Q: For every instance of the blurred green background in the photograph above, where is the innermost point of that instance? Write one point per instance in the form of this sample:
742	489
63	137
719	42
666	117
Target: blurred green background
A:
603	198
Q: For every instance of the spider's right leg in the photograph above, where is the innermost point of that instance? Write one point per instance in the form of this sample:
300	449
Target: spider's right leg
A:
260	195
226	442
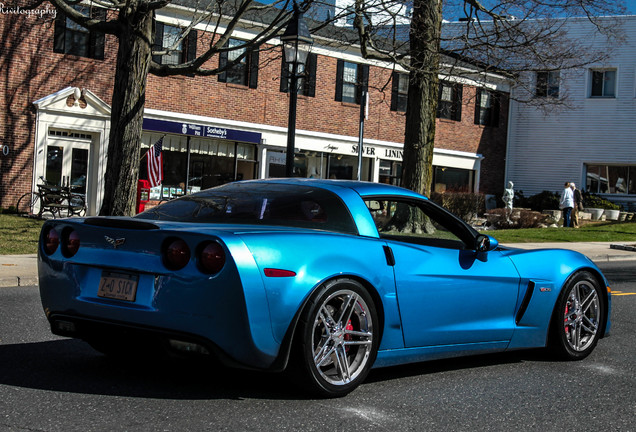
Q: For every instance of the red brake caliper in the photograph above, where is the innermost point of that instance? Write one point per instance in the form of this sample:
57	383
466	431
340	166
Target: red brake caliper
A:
348	336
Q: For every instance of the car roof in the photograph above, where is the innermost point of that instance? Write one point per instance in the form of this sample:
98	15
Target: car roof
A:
362	188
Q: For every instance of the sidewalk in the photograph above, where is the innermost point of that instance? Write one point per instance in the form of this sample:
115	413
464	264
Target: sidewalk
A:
21	270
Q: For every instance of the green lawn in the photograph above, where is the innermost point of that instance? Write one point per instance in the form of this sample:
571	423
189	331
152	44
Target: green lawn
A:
594	232
19	235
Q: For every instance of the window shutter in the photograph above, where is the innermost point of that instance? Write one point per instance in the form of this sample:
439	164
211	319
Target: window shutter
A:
158	44
310	69
339	77
363	82
284	76
190	46
395	84
96	39
477	105
253	69
60	29
222	63
458	91
494	111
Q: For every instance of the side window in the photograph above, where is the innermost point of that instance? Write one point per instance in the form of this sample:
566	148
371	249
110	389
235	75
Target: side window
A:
409	222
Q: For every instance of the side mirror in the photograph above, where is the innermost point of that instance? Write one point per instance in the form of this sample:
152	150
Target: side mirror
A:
486	243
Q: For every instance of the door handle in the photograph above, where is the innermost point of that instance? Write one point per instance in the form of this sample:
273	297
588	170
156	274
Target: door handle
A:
388	253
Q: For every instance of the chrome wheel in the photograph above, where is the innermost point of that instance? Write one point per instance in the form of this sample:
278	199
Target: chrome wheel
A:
342	337
337	339
581	316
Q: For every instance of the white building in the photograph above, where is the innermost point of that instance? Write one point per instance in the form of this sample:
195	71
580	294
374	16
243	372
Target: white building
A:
593	143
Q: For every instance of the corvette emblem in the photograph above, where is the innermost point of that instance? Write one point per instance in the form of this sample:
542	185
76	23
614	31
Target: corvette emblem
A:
115	242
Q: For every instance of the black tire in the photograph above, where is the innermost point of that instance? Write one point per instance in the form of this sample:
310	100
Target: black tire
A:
27	203
337	339
578	318
76	206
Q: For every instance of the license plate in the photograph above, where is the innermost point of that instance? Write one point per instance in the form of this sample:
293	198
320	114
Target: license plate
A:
119	286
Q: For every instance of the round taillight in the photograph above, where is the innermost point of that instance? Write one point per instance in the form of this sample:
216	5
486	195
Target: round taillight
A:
176	254
211	258
70	243
51	241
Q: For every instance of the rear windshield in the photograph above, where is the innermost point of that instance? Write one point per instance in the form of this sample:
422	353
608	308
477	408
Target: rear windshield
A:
259	204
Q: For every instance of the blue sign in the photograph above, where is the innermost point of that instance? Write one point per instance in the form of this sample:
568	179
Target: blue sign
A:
201	131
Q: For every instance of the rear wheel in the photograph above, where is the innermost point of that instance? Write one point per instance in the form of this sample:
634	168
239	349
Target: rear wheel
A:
577	322
338	338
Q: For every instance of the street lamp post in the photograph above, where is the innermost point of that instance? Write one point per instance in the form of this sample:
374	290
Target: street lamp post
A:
296	46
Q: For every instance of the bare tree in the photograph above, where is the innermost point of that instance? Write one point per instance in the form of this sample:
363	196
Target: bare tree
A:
132	23
510	37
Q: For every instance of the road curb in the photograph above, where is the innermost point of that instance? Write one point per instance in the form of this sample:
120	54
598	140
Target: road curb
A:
12	281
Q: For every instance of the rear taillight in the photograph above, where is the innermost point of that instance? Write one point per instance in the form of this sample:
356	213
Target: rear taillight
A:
176	254
211	257
51	240
70	242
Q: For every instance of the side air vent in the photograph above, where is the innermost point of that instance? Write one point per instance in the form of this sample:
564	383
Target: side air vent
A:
123	223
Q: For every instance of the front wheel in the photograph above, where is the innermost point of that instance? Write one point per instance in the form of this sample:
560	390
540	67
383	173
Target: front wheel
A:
338	338
577	322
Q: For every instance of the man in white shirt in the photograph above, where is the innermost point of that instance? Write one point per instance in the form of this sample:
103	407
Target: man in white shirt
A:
567	204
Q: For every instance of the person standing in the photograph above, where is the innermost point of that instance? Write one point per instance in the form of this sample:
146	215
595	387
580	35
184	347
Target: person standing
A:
567	204
578	205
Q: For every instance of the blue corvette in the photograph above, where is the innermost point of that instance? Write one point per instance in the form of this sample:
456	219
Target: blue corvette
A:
325	278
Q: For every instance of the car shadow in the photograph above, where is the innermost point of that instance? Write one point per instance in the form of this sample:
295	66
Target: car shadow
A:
69	365
458	363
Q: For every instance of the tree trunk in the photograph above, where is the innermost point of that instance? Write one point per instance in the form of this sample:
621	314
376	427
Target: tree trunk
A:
419	138
129	95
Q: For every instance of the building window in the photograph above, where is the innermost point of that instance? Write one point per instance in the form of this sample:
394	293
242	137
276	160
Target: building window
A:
72	38
487	108
350	81
446	179
245	71
603	83
449	105
399	92
548	84
306	78
611	179
169	38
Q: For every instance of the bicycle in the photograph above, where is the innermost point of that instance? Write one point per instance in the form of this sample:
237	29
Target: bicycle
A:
50	201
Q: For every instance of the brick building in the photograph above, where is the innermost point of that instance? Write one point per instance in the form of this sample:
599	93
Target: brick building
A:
57	83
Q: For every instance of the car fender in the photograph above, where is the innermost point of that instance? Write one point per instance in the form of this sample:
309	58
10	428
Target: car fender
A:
544	273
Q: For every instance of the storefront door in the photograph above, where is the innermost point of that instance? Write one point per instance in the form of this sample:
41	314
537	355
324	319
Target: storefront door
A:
67	163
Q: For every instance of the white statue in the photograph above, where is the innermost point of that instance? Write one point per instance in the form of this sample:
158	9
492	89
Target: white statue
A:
509	195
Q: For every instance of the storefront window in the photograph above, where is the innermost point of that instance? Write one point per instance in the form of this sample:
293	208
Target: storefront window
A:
611	179
446	179
211	163
390	172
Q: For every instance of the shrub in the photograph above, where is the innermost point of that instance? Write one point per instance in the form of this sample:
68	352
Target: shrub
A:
591	200
518	218
465	205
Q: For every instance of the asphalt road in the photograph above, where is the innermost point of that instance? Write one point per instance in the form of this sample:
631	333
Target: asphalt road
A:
55	384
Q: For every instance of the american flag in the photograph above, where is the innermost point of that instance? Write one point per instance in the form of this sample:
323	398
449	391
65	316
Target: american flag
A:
155	163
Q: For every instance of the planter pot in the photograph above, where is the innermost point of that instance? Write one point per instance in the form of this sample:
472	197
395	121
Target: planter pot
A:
596	213
612	214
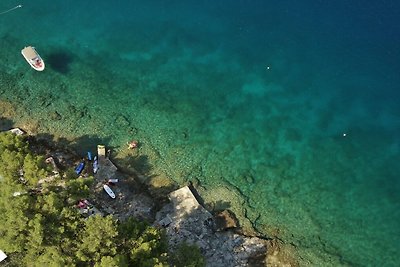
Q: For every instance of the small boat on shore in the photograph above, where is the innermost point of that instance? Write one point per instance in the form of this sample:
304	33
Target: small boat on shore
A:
33	58
109	191
95	164
79	168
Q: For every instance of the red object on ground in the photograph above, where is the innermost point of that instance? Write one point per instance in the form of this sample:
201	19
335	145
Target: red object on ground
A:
133	144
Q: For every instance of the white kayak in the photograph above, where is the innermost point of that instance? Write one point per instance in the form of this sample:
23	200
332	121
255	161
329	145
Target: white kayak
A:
109	191
33	58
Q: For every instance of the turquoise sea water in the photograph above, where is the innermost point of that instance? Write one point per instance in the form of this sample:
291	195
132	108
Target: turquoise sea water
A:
247	95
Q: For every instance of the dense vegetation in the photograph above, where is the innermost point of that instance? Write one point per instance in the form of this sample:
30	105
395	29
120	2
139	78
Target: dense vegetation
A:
40	225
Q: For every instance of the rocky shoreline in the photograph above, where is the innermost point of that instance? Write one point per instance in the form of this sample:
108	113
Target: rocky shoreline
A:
217	232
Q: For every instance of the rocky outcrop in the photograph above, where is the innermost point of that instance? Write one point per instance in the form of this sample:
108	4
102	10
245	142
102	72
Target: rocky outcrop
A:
190	222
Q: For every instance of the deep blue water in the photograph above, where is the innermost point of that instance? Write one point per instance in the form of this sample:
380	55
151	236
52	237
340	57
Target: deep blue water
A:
254	96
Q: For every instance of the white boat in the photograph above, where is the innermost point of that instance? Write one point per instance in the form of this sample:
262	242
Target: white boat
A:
109	191
33	58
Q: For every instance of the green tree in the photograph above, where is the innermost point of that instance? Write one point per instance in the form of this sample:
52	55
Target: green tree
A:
98	239
52	257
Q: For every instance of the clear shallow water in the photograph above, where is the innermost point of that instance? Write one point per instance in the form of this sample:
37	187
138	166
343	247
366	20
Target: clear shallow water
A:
191	82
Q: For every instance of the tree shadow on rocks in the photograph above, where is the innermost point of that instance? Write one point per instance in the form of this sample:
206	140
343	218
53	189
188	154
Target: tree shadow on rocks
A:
5	124
60	61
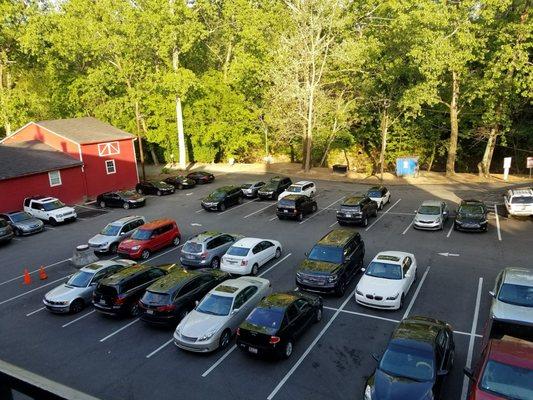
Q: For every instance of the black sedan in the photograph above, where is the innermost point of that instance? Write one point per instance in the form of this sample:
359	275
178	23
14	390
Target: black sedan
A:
154	187
180	182
277	321
171	298
418	358
125	199
201	177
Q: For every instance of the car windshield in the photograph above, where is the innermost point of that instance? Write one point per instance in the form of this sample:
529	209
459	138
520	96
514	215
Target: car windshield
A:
80	279
267	318
215	305
326	254
519	295
53	205
408	362
384	270
429	210
237	251
110	230
509	381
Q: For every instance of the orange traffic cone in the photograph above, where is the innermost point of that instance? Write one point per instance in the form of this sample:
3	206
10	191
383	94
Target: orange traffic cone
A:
42	274
27	277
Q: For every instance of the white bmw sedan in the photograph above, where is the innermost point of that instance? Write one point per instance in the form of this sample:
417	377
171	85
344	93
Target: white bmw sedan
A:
387	280
216	318
247	255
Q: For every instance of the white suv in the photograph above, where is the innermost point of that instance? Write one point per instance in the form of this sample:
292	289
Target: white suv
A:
519	202
49	209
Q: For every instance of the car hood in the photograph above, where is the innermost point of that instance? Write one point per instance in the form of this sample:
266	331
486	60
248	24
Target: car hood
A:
396	388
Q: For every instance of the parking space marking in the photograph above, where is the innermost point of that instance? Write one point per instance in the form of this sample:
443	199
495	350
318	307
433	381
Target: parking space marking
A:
472	337
77	319
308	350
119	330
416	293
382	215
318	212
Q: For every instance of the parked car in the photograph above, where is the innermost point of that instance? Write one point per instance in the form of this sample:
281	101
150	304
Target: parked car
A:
124	198
471	216
150	237
206	249
519	202
357	210
214	321
504	371
171	298
222	198
416	362
180	182
295	206
49	209
115	232
77	292
250	189
277	322
332	262
431	215
201	177
247	255
379	194
119	294
158	188
23	223
274	188
387	280
306	188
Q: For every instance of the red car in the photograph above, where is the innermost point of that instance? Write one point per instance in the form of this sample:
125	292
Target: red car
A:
505	371
150	237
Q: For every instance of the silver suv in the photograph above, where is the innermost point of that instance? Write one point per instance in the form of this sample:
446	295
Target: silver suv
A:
114	233
206	249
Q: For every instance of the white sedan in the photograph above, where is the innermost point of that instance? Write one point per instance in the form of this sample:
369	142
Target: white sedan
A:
245	256
387	280
216	318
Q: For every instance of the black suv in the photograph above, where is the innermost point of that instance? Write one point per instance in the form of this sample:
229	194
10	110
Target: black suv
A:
357	210
223	198
119	294
295	206
332	262
471	216
274	188
169	299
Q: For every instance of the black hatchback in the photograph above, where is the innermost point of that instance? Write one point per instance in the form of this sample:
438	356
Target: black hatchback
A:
277	321
171	298
417	360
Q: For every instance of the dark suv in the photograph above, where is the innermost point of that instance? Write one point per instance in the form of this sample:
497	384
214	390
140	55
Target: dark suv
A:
171	298
357	210
120	293
295	206
274	188
332	262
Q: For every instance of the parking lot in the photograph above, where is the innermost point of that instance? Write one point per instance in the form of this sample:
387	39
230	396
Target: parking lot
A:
126	359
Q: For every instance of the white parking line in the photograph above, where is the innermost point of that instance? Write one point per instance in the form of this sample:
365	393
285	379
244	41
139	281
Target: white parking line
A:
77	319
318	212
119	330
382	215
472	337
416	293
308	350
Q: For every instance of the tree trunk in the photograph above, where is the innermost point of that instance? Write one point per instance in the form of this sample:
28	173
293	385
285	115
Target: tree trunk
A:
454	126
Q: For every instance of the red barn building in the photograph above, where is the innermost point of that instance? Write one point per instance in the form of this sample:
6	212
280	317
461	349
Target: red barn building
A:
72	159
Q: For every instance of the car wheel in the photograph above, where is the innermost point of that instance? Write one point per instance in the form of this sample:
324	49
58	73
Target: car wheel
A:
76	306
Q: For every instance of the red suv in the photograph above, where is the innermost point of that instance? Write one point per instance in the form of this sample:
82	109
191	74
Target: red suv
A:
150	237
505	371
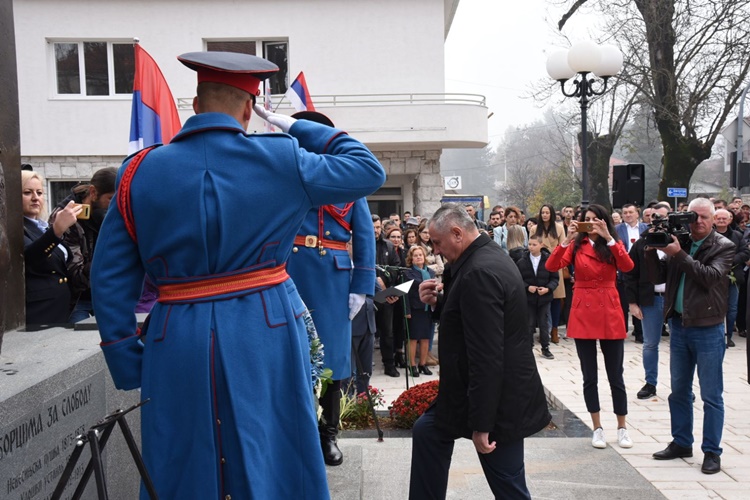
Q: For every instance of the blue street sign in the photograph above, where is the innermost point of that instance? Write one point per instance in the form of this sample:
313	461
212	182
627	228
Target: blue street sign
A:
676	192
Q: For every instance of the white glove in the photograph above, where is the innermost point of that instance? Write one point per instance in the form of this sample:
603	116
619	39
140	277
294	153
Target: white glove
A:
356	301
284	122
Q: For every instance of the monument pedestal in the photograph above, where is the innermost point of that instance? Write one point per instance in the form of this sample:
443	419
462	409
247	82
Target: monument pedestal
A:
54	385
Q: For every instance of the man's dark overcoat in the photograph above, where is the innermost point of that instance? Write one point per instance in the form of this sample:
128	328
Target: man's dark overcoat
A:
488	376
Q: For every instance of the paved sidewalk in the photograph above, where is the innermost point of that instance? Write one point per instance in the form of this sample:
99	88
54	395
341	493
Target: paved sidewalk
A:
559	468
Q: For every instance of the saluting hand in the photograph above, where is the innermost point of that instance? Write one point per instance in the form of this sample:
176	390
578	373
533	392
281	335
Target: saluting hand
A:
284	122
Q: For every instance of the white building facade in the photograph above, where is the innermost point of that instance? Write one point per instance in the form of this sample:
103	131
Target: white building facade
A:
375	68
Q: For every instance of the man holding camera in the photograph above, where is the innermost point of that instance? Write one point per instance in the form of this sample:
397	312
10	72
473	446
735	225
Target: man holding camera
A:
385	256
629	231
646	303
695	303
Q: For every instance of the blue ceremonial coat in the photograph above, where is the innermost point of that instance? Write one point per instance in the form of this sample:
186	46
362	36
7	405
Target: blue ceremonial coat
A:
228	376
326	278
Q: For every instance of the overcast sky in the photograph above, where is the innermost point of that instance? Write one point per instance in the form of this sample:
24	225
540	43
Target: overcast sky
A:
497	49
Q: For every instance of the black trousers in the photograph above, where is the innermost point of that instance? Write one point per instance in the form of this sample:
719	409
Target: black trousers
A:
538	317
432	449
613	351
384	322
637	328
567	302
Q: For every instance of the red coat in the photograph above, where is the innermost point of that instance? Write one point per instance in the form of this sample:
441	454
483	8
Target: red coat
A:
595	312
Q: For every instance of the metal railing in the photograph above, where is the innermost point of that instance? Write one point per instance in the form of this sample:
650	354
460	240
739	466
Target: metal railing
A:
351	100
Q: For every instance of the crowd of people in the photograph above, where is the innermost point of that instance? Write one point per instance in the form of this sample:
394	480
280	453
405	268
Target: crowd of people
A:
487	286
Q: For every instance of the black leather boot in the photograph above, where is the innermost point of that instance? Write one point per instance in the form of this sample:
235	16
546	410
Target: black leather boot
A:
399	359
328	427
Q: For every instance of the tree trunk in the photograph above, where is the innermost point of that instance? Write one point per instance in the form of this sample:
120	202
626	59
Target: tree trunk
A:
599	152
682	154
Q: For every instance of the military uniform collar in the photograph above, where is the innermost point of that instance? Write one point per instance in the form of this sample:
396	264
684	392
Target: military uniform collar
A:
208	121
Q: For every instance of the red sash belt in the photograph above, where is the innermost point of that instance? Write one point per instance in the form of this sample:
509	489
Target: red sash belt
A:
315	242
594	284
225	285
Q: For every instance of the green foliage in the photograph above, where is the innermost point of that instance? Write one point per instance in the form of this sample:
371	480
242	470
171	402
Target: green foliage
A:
355	410
558	187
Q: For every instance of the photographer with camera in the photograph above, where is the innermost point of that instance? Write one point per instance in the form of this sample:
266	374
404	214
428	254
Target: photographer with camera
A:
385	255
593	247
629	231
695	303
646	303
81	236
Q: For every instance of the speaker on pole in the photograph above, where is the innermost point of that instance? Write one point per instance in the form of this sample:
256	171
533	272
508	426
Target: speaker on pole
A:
628	184
741	180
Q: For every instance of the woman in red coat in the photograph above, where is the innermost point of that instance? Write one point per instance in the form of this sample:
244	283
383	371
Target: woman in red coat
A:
596	313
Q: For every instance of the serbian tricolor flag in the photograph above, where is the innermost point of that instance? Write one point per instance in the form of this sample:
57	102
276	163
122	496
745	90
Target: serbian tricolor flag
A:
298	94
268	105
154	117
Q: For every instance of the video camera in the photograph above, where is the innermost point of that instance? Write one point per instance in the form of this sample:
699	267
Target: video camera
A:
675	223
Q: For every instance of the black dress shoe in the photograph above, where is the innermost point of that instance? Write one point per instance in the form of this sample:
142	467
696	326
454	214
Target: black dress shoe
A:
673	450
648	391
711	463
331	453
399	360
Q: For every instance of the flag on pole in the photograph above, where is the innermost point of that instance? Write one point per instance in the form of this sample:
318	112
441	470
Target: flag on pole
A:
153	117
268	105
298	94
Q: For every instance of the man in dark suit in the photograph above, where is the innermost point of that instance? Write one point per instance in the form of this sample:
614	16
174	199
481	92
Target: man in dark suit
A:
629	231
490	390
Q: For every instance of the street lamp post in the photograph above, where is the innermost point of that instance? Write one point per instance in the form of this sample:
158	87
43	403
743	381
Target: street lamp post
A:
580	61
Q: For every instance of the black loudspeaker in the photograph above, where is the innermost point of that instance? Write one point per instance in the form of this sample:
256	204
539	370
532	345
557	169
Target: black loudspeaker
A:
743	180
628	184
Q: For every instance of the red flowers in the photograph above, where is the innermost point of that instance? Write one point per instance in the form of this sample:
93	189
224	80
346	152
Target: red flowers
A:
412	403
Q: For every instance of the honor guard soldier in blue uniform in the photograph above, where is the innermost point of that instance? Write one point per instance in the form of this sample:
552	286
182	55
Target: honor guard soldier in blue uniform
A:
333	286
224	359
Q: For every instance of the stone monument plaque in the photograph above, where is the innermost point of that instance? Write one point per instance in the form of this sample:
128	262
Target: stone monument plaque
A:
35	448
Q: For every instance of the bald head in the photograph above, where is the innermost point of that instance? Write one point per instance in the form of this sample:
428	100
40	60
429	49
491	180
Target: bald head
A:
722	219
221	98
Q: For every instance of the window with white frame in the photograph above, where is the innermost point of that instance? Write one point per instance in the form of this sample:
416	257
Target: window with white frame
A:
274	51
93	68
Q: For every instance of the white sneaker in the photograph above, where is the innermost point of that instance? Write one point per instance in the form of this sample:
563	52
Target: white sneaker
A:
598	440
623	438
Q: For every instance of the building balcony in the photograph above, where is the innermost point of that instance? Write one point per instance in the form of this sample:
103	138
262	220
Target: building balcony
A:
395	121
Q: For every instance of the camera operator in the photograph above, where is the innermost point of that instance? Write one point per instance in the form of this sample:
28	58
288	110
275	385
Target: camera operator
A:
722	220
385	255
646	303
695	303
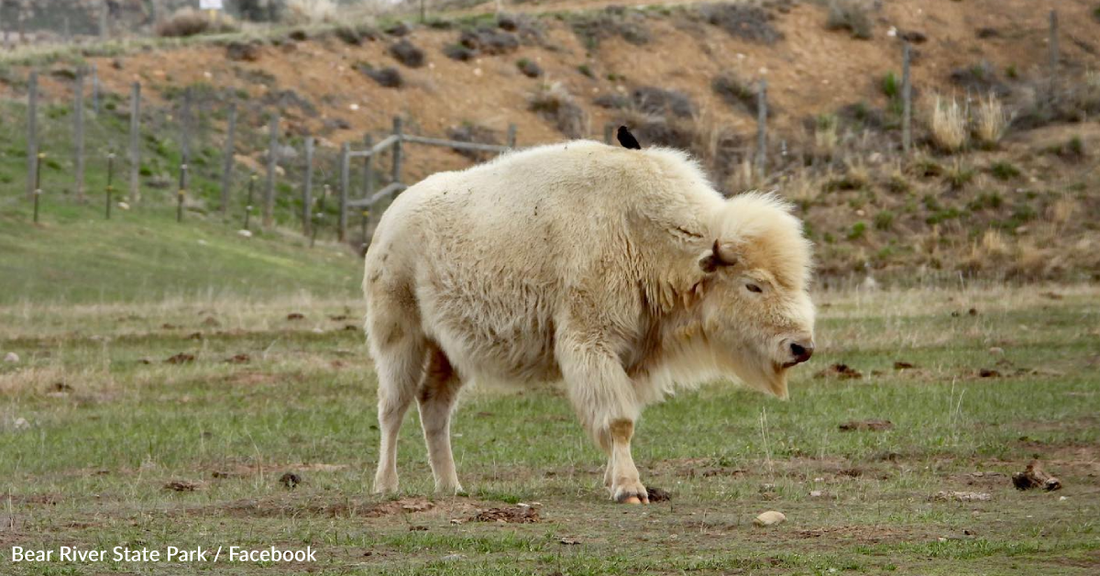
····················
(Work task)
Your answer should consist of every line from the entries that holds "rocks".

(Output for this task)
Q: For every instance of the tree shadow on rocks in the photograph above, where is the innermost point of that instance? Write one point per instance in the form of this sample:
Target: tree shadow on rocks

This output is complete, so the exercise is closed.